Reading text:
▼
Finding conjunctions in groups of interest on Facebook with R

I recently wanted to mine data from Facebook to find out how many people are liking in different groups of interest on Facebook. Let’s say you want to know how many people give likes to different political parties or different companies. The following blog post shows how to use the Rfacebook package, which provides an interface to the Facebook API, to find those conjunctions. I never encountered a limit for requests to the API, my biggest run with the script were about 12 hours. I mined 10 million likes from 73.000 posts in this time. For the reader interested in german politics: I used this script to find conjunctions between the political parties of the current parliament (+ a party called AfD) and right-wing extremists. You can find the (german) blog post here.

Get the pages

To get access to the API you need to register to the Facebook developer program and create a dummy application. Here you can find a very good tutorial on how to get R connected to Facebook including a workaround for recent changes Facebook made to the API. In this tutorial you are going to generate a token for authentication (fb_token). I would recommend to save this token so you can use it just by loading the file. I saved the token with save(fb_token, file = 'home/MyFolder'). Ok, so first let's load the packages we need for the analysis and define our working directory.

#Defining a working directory
WkDir = "~/SCRATCH/06_FbConjunctions/FbConjunctions/"

#Load packages
library(Rfacebook)
library(httr)
library(data.table)
library(chorddiag)
library(stringr)
library(Matrix)
library(plotly)
▲
[Labeled shape records]
▼
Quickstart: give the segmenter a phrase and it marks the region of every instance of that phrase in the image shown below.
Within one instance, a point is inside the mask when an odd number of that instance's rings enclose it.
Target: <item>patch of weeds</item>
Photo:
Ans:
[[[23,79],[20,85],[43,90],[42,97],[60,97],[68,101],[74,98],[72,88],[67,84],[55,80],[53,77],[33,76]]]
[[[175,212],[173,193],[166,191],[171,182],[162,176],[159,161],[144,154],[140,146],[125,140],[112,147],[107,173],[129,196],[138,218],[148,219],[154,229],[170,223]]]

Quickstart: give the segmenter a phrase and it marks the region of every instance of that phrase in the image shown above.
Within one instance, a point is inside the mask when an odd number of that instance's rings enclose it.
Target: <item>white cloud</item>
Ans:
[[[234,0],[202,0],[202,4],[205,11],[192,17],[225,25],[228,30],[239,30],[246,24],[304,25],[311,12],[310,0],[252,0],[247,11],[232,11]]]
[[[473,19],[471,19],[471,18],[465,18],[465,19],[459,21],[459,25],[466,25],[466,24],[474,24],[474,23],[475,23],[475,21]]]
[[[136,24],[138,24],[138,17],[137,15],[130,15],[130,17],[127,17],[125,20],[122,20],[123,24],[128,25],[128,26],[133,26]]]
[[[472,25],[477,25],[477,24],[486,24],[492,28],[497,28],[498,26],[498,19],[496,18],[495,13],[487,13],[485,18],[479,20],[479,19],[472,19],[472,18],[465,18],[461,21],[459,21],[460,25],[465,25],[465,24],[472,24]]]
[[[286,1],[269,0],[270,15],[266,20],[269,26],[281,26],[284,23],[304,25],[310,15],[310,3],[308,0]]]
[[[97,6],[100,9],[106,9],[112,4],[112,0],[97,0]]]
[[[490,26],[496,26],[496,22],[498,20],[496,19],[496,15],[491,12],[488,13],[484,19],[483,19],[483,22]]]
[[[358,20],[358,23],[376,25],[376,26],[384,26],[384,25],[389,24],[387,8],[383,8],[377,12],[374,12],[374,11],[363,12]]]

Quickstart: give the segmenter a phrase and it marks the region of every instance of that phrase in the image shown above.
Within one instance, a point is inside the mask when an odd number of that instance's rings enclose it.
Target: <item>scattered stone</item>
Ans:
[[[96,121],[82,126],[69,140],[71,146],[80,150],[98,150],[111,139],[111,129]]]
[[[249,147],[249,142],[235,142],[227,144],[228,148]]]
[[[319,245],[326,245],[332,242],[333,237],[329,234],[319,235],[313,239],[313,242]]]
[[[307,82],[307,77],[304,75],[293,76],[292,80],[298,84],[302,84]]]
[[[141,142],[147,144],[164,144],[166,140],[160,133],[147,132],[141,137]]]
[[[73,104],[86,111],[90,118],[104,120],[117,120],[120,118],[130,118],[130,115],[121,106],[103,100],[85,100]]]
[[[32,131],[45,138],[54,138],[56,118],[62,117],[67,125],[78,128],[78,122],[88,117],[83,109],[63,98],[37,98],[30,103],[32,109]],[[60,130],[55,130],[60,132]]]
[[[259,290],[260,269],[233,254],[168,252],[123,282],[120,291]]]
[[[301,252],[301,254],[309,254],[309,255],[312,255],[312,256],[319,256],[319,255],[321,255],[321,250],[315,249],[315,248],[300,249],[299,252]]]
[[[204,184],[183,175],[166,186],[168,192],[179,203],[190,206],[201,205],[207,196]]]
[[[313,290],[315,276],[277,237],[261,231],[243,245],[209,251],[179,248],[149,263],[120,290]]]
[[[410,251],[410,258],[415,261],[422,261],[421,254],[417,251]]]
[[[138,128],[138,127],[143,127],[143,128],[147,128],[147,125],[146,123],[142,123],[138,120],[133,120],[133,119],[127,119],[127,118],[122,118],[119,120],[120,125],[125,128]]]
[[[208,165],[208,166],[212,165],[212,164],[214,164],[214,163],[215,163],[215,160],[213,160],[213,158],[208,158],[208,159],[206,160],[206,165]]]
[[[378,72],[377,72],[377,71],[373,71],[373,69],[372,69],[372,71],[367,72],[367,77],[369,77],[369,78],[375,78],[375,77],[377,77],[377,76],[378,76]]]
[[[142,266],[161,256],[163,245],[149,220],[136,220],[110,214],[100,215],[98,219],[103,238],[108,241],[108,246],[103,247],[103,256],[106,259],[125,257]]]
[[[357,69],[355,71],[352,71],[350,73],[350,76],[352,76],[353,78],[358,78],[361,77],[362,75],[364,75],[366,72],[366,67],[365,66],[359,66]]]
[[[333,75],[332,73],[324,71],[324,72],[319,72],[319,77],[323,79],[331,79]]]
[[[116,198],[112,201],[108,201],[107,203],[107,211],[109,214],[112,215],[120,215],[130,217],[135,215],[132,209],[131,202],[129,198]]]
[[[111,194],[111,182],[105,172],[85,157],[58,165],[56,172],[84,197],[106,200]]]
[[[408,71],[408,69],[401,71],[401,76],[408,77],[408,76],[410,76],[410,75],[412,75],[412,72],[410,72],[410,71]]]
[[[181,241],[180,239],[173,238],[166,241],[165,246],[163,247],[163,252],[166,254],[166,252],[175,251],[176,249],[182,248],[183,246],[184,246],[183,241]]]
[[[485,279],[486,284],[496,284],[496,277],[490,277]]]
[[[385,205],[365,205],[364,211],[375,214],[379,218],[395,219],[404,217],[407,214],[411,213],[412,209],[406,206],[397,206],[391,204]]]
▲
Parts of the exercise:
a) Answer these questions using the Facebook conjunctions post above:
(i) How long was the author's biggest run with the script?
(ii) Which package does the post use to provide an interface to the Facebook API?
(iii) What command did the author use to save the authentication token?
b) Translate this sentence from the Facebook conjunctions post into Spanish: "To get access to the API you need to register to the Facebook developer program and create a dummy application."
c) Write the next part of the Facebook conjunctions post, picking up after its final line of code.

Exercise results:
a)
(i) About 12 hours.
(ii) Rfacebook.
(iii) save(fb_token, file = 'home/MyFolder')

b) Para acceder a la API, necesitas registrarte en el programa para desarrolladores de Facebook y crear una aplicación ficticia.

c)
For each group of interest I created a file in a folder which contains the URL’s for one group line wise. Make sure to use the top level domain of the sites which is usually: https://www.facebook.com/SiteName. In my project I wanted to check political parties in Germany and I decided to use the sites from all party associations of our federal states and the capitals of those states. That’s adding up to 32 sites for each party. In the next step we are defining this folder and load the above mentioned authentication token. Additionally we are defining the time span from which we want to collect the likes given to the posts of each page.

#Define file for facebook token
TokenFile <- 'home/MyFolder/fb_token.httr-oauth'

#Load token with credentials
ifelse(file.exists(TokenFile), load(TokenFile), stop(
'No token from the facebook API was found. It has to be created with your facebook credentials.
For a tutorial check http://www.listendata.com/2017/03/facebook-data-mining-using-r.html'
))

#Define folder with site files.
SiteFolder <- 'home/MyFolder/MySites'

#Time span of posts to be extracted from each site.
TimeSpan <- c('2016/05/01', '2017/05/01')

The Last step before we connect to facebook is to read the names of the sites from the URL’s in our files. In the next code chunk we are going through each file and each URL in this file and extract the name of the site. It also handles the encoding of german mutated vowels. Facebook adds an ID to names with those vowels to avoid them in the URL.

#Read in URL's for pages to analyze The URL's are stored in a list 
#of character vectors. One list for each Group is created.
PageURLs <- lapply(list.files(SiteFolder, full.names = T), scan, character())

#Name the list like the group files
names(PageURLs) <- list.files(SiteFolder, full.names = F)

#Extract site names from URL's and handle encoding of german mutated vowels

PageNames <- lapply(PageURLs, function(Group){ #Go through each group

sapply(Group, function(URL){ #Go through each site

#Extract site name or ID
if(!grepl('^.*-([0-9]+).*$', URL)){
gsub('https://www.facebook.com/|\\/.*', '', URL)
}else{
gsub('^.*-([0-9]+).*$', '\\1', URL)
}
})
})

#Delete duplicates in site names (in case there are duplicated URL's in the files)
PageNames <- lapply(PageNames, unique)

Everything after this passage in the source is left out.